● What the task requires
State how many lines in the listing below include the string "wall". Give only the number.
===== Records supplied
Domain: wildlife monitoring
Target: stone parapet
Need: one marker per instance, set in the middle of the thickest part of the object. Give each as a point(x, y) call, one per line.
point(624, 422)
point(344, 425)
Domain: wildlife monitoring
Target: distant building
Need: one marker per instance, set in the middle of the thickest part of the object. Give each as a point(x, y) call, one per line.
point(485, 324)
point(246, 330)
==========
===== Records supplied
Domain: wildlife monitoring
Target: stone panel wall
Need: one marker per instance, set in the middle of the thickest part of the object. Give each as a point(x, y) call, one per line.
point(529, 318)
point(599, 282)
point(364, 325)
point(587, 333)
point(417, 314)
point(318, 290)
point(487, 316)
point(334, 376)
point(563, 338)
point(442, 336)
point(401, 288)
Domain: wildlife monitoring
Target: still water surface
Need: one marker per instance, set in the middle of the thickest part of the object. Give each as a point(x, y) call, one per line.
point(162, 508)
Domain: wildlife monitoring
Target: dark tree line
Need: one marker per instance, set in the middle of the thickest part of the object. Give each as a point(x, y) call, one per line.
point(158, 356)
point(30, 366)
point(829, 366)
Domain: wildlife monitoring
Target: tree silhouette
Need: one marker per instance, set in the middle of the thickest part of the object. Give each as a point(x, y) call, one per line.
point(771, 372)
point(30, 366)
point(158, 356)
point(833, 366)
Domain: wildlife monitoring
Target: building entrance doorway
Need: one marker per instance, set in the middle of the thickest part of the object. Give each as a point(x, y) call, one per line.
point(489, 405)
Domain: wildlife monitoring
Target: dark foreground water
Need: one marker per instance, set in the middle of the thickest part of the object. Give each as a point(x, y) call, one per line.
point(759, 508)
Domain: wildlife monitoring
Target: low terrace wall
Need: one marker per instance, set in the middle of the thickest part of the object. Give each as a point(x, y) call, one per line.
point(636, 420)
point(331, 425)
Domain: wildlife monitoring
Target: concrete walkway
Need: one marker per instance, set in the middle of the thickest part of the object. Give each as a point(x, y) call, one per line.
==========
● Solution
2